Required task »
Write out all the rows below again with each "supply" changed to "draw" and nothing else altered, and leave the pictures out.

═══ Given entries

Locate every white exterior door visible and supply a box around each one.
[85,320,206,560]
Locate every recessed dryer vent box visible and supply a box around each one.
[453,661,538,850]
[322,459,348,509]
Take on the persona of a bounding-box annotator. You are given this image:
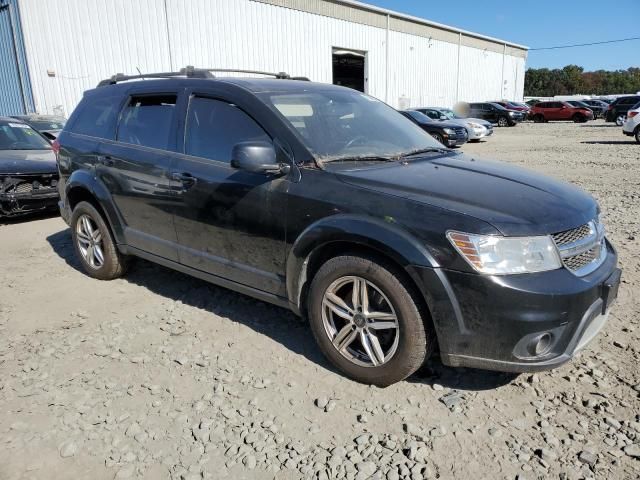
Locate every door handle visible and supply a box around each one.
[97,155,115,167]
[171,172,198,189]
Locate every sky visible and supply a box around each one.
[364,0,640,71]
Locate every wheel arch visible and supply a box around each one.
[286,215,439,315]
[65,170,125,244]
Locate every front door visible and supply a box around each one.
[96,93,178,261]
[171,93,289,296]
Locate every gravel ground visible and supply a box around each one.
[0,117,640,480]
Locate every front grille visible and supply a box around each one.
[553,223,591,247]
[552,220,607,276]
[564,245,600,271]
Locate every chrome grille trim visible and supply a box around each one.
[552,220,607,277]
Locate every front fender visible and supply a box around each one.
[286,214,440,309]
[64,170,126,244]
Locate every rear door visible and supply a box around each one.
[171,87,289,297]
[96,88,180,261]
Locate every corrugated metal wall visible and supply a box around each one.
[0,0,33,115]
[19,0,524,115]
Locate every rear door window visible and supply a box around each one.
[69,96,122,140]
[185,97,271,163]
[117,95,177,150]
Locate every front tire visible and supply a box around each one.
[70,202,127,280]
[308,255,435,387]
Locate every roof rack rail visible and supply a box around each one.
[202,68,310,82]
[98,65,309,87]
[98,65,214,87]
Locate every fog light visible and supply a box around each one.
[529,332,553,357]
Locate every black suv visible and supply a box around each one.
[55,69,620,385]
[605,95,640,125]
[467,102,525,127]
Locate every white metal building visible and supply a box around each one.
[0,0,527,115]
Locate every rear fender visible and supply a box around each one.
[65,170,126,244]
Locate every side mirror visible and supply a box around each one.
[231,142,289,174]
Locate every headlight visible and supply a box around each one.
[447,231,562,275]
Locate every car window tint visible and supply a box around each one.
[70,97,120,140]
[117,95,177,150]
[185,97,271,162]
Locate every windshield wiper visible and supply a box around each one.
[322,155,398,163]
[400,147,452,158]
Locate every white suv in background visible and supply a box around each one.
[622,102,640,143]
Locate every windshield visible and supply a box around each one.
[0,122,51,150]
[261,90,442,161]
[29,118,67,130]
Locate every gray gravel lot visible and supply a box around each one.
[0,117,640,480]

══════

Answer to this exercise »
Locate every white exterior door visible and draw a box around each one.
[85,320,206,560]
Locate every recessed dryer vent box visible and draw a box around each one.
[453,661,538,850]
[322,459,348,509]
Take on the persona of a bounding-box annotator. You are given this image:
Locate every door handle visible and draw a box around each one.
[97,155,115,167]
[171,172,198,189]
Locate every sky visible and draw a box around each one.
[364,0,640,71]
Locate every wheel arch visible and draw a box around each one.
[286,215,439,315]
[65,170,125,244]
Locate every front door visible and draw a box around each one.
[96,93,178,261]
[171,93,289,296]
Locate every gravel ground visible and draw a box around each one.
[0,117,640,480]
Locate every front grille visible and draw a box around each one.
[553,223,591,247]
[552,220,607,276]
[564,245,600,271]
Locate every chrome grille trim visible and draw a box around each one.
[552,220,607,277]
Locate every front fender visible and draw a box around each one.
[286,214,440,309]
[64,170,126,244]
Locate every rear door visible and draw a box around each one.
[171,87,289,297]
[96,88,180,261]
Locate every corrugated metal wall visible and draw a box around each one.
[0,0,33,115]
[19,0,524,115]
Locate every rear door window visible and draw a box around each one.
[69,96,122,140]
[185,97,271,163]
[117,95,177,150]
Locate every front tire visible and draw a box around each one.
[70,202,127,280]
[308,255,435,387]
Locate every roof rack rail visible and draw a box around each one.
[202,68,310,82]
[98,65,309,87]
[98,65,214,87]
Locate every fog light visible and draw a box around each one.
[529,332,553,357]
Locate every black suv visible and draw a box around each one.
[55,69,620,385]
[605,95,640,125]
[467,102,525,127]
Locate every white metal building visible and draw a box around each one.
[0,0,527,115]
Locate every rear fender visible and draw a box around each one.
[65,170,126,244]
Locate every side mirror visible and draw a box around each one.
[231,142,289,174]
Locate every headlight visible and draw a box around each one.
[447,231,562,275]
Locate every car window tint visible and draw a box around each one.
[70,97,120,140]
[117,95,177,150]
[185,97,271,162]
Locate every windshield wiper visible and draw a box around each one.
[322,155,398,163]
[400,147,452,158]
Locate every white suv in background visible and draw a box around each one.
[622,102,640,143]
Locate every windshield visible and draw a box around each one.
[0,122,51,150]
[261,90,442,161]
[29,118,67,130]
Locate every gray gravel lot visible and draw a box around each one.
[0,117,640,480]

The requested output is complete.